PAGE EXCERPT ::

---

Engineering

Why HTML-to-PDF Always Disappoints (And What to Use Instead)

The hidden problems with Puppeteer, wkhtmltopdf, and browser-based PDF generation. Real issues from production systems and better alternatives.

Typcraft TeamTypcraft Team
7 min read
HTML to PDF conversion showing common problems
#pdf-generation#puppeteer#performance#architecture

"Just render your HTML as a PDF!"

It sounds so simple. You already have HTML templates. Puppeteer is easy to set up. Ship it on Friday, move on to the next feature.

Then reality hits.

Fonts look wrong. Tables break across pages mid-row. Your 50-page report takes 30 seconds to generate. The Lambda function times out. And somehow, the same template renders differently on your colleague's machine.

If you've felt this pain, you're not alone. This post covers the five fundamental problems with HTML-to-PDF conversion and when you should consider alternatives.

The Promise vs. Reality#

HTML-to-PDF tools like Puppeteer, Playwright, and wkhtmltopdf work by loading a headless browser, rendering your HTML, and exporting the result as a PDF. In theory, this means you can use your existing web skills to create documents.

In practice, browsers were designed for screens, not paper. This mismatch creates problems that can't be fully solved without abandoning the browser-based approach entirely.

Problem 1: Font Rendering and Kerning#

Open any GitHub issue tracker for HTML-to-PDF tools, and you'll find endless complaints about fonts.

The problem is fundamental: browsers render fonts for screens at 72-96 DPI. PDFs are designed for print at 300+ DPI. This mismatch causes subtle but visible issues:

  • Bad kerning: The spacing between letters looks wrong, especially in headings
  • Font substitution: If a font isn't installed on the server, the browser picks a fallback
  • Inconsistent rendering: The same font looks different on Linux vs. macOS vs. Windows

From wkhtmltopdf issue #45, a user reports: "The kerning for fonts in the output PDF is incorrect. Letters are spaced too far apart or overlap." This issue was opened in 2011 and remains a known limitation.

---

DATASET ROWS ::
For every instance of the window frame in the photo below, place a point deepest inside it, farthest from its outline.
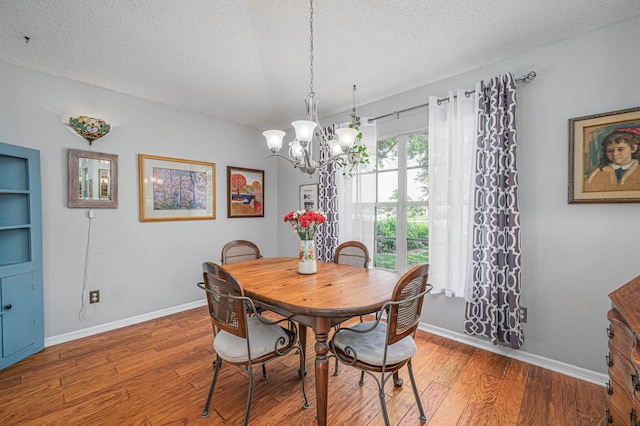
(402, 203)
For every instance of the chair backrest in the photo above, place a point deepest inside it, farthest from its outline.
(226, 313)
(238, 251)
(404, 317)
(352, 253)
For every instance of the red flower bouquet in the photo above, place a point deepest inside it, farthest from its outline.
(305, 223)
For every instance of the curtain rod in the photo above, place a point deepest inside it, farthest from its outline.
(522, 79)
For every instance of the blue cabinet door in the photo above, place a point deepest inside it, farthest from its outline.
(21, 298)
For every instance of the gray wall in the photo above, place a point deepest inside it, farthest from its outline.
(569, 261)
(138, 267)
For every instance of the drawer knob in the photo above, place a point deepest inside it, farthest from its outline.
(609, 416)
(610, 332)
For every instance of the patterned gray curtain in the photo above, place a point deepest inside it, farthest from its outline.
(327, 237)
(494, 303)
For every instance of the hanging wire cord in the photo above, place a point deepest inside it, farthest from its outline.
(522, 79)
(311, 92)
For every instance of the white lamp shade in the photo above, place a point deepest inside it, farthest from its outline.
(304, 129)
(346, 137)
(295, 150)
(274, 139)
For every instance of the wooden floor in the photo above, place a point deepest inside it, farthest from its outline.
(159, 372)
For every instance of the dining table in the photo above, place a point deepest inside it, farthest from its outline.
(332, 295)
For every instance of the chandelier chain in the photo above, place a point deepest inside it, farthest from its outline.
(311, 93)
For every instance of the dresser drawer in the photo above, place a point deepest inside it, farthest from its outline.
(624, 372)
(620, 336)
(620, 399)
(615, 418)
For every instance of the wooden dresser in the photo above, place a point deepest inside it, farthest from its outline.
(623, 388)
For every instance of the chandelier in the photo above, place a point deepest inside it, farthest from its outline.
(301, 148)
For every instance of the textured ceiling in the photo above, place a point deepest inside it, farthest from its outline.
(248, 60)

---

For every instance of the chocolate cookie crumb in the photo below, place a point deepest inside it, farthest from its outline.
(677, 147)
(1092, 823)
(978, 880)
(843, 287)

---

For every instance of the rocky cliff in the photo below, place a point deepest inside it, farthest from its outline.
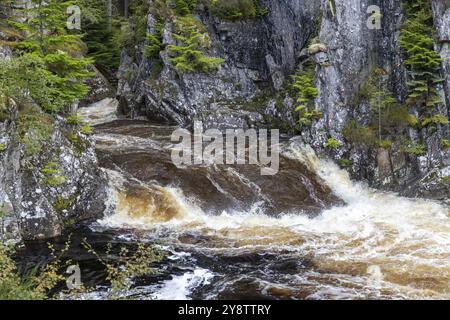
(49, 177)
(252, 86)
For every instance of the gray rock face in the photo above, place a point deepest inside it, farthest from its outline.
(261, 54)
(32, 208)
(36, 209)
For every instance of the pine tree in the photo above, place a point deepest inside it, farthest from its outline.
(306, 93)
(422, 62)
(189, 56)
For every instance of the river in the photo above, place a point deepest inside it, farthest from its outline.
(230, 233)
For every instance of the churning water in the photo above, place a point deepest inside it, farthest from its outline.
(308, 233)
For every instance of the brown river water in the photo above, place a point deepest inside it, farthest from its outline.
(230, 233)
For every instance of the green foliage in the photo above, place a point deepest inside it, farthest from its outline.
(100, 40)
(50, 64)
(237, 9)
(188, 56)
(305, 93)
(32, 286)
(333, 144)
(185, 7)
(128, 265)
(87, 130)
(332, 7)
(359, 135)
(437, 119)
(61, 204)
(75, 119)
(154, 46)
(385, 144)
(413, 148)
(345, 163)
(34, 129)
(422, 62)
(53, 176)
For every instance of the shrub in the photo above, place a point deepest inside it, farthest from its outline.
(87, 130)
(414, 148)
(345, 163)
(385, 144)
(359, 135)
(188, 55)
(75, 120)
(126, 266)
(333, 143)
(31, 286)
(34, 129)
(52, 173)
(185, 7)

---

WRITTEN EXERCISE :: Translate this sentence from the HTML-to-PDF article into Spanish: "In practice, browsers were designed for screens, not paper." Please work only from the article on HTML-to-PDF conversion, not from the entries.

RESPONSE TO THIS TASK :: En la práctica, los navegadores se diseñaron para pantallas, no para papel.